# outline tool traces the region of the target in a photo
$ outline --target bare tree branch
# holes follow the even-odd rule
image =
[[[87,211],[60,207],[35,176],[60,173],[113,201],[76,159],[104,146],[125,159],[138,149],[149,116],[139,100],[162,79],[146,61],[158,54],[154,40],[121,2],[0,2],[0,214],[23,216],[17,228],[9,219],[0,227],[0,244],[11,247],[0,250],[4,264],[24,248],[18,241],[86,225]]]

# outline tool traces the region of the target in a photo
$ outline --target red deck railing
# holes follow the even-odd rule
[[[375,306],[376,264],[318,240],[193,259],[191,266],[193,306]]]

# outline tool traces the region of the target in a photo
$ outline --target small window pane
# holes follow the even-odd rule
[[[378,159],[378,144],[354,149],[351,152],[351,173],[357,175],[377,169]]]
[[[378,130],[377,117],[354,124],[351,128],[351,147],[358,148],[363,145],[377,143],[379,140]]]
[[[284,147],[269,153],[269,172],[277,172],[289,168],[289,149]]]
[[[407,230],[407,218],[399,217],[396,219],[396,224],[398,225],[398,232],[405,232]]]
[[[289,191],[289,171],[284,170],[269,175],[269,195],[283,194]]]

**********

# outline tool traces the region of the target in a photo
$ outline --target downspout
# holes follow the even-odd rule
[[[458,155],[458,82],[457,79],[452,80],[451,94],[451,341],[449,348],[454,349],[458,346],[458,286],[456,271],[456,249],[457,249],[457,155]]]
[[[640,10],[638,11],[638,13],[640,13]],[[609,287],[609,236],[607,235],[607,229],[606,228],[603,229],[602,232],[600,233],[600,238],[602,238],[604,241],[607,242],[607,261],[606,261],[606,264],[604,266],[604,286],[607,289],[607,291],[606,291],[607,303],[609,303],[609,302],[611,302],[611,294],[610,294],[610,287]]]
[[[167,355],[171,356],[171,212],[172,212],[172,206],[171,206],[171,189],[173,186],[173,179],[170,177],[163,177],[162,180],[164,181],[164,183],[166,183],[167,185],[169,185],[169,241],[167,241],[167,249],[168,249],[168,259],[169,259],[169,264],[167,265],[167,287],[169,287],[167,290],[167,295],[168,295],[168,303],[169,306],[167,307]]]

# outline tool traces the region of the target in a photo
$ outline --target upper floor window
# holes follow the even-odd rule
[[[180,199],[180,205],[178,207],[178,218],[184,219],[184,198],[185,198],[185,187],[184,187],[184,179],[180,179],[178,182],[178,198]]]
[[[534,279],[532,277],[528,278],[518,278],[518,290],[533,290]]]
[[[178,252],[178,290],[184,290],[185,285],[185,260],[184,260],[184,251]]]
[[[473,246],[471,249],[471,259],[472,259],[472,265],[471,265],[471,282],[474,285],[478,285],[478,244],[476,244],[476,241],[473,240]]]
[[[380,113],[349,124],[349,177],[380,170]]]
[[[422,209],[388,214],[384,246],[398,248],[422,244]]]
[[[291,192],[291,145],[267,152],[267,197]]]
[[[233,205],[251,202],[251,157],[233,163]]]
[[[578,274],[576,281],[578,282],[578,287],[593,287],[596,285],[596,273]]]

**********

◆ **WORK REQUEST**
Go through the entries above and count the lines containing "window". Give the number only.

◆ **TASK ANSWER**
2